##### Records #####

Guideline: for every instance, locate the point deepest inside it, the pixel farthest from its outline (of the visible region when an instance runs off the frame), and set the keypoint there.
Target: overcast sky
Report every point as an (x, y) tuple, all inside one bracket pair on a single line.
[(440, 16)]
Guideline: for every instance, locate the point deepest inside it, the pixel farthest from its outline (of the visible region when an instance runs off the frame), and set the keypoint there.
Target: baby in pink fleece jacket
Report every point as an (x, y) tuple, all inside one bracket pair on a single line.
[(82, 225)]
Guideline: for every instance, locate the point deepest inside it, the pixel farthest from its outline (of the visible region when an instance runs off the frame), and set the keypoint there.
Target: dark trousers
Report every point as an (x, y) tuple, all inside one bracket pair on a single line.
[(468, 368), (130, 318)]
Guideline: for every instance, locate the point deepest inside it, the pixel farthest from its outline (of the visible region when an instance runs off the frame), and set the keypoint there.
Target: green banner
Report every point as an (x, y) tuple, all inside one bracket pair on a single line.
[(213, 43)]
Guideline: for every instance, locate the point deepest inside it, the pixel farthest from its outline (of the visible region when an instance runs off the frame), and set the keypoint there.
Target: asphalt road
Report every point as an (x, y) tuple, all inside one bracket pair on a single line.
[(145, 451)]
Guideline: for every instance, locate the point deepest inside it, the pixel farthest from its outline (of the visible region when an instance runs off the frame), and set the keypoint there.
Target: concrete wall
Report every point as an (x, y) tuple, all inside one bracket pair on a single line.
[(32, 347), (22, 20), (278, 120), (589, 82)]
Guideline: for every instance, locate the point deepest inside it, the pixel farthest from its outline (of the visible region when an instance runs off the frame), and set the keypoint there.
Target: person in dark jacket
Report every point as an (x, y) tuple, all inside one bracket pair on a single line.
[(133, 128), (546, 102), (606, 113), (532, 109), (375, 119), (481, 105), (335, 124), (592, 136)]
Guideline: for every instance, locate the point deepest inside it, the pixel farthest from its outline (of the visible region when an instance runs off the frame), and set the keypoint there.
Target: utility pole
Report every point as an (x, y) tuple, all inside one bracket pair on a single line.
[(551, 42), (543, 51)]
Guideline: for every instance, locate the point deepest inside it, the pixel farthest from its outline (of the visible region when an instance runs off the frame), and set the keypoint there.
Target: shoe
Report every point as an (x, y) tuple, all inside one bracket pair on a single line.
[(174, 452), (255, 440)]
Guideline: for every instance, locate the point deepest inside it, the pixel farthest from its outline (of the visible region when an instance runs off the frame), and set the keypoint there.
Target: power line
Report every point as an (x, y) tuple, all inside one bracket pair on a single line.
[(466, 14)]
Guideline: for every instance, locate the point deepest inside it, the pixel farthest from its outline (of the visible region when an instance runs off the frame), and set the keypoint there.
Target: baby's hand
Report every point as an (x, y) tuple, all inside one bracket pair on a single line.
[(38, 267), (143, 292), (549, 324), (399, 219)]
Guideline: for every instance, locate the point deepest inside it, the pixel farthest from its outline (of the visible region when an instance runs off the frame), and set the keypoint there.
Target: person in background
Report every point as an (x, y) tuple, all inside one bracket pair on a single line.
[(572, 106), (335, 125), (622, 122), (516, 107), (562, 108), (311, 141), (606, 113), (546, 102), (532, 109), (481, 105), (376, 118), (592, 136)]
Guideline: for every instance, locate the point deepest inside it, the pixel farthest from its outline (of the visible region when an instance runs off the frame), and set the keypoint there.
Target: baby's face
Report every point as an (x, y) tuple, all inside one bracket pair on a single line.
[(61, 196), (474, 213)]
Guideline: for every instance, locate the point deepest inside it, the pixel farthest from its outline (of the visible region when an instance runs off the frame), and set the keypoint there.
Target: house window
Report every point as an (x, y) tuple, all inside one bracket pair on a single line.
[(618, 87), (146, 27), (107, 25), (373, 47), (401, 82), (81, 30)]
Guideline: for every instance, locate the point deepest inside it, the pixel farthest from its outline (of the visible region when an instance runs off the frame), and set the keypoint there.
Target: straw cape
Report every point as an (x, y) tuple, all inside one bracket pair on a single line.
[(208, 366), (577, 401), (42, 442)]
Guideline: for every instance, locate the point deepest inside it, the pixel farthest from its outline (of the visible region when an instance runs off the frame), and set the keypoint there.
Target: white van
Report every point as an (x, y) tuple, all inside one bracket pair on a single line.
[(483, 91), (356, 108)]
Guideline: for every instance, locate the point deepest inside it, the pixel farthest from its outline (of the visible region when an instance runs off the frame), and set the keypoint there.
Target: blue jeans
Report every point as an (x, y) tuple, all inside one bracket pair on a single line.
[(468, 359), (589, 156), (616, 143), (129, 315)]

#####

▶ [How to complete this task]: If a line in the records above has the word "dark", copy it.

▶ [Result of this exercise]:
Target: dark trousers
Target: person in dark jacket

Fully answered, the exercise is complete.